#### EXERCISE PROMPT
Select each line in the source data below that contains the word "road", and copy those lines out.
— START RECORDS FOR THE EXERCISE —
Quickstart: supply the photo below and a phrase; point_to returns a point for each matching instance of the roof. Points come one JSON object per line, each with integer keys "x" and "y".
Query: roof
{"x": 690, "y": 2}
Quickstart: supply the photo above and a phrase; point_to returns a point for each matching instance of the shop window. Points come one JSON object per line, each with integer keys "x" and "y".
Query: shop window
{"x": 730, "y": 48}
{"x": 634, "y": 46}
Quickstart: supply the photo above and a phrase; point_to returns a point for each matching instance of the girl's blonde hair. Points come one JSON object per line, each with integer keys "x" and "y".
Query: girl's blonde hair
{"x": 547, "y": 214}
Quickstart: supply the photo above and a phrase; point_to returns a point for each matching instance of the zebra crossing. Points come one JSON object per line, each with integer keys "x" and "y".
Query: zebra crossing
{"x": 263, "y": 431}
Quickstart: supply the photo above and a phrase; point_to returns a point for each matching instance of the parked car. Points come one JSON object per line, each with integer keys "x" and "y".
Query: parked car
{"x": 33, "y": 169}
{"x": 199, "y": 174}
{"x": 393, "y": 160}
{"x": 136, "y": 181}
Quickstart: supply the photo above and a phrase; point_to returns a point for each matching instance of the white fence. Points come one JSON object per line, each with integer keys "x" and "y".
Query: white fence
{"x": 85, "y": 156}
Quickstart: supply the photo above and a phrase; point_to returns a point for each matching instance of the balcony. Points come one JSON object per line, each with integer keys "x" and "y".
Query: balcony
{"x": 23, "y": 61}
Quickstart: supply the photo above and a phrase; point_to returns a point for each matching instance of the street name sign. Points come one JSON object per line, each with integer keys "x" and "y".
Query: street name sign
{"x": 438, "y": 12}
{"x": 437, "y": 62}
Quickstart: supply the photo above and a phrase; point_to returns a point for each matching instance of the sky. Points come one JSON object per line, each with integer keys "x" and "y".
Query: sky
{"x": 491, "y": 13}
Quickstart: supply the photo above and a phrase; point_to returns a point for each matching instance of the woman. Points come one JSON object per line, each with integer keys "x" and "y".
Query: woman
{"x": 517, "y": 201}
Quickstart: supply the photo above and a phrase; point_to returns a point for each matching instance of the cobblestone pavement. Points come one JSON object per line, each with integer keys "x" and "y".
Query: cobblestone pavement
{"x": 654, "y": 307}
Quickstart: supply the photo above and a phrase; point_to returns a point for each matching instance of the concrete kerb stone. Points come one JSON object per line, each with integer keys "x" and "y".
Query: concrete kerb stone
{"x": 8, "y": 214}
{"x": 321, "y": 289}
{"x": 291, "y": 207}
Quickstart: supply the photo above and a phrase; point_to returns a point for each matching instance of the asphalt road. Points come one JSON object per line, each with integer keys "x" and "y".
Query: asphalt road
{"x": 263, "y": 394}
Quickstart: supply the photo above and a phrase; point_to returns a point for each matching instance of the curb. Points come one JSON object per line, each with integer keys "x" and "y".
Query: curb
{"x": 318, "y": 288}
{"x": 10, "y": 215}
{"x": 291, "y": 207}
— END RECORDS FOR THE EXERCISE —
— START RECORDS FOR THE EXERCISE —
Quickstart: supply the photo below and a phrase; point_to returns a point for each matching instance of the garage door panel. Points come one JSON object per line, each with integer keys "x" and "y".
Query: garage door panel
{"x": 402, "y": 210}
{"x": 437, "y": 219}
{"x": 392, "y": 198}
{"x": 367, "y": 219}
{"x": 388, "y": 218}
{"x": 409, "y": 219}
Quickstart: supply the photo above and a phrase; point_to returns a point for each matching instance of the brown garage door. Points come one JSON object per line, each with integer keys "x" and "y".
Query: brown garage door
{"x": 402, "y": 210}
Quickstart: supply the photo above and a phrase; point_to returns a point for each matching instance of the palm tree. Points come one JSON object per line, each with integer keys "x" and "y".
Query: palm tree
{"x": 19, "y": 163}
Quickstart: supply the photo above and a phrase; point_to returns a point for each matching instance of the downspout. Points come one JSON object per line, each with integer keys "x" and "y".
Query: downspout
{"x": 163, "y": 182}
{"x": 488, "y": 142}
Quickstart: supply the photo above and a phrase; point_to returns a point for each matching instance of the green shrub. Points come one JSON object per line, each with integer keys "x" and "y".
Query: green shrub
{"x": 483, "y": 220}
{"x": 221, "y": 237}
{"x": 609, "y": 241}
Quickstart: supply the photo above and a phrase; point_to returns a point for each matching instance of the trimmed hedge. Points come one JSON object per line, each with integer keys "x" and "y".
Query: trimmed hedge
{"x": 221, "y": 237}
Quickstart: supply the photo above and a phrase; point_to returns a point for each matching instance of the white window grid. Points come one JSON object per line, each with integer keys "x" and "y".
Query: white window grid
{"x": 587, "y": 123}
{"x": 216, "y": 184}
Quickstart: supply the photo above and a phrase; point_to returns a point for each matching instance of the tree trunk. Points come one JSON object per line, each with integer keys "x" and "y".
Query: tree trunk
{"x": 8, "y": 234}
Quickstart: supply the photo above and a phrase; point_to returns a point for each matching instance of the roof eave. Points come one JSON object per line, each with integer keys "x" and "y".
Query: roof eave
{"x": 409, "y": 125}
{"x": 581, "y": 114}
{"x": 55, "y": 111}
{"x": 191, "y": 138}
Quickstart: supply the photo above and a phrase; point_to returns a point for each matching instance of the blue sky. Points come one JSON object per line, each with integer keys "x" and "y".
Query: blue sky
— END RECORDS FOR THE EXERCISE —
#### REPLY
Quickstart: supply the photo above and a phrase; point_to returns a point for each matching instance of the asphalt road. Points come one JSON object per line, each with integer keys "x" and "y".
Query: asphalt road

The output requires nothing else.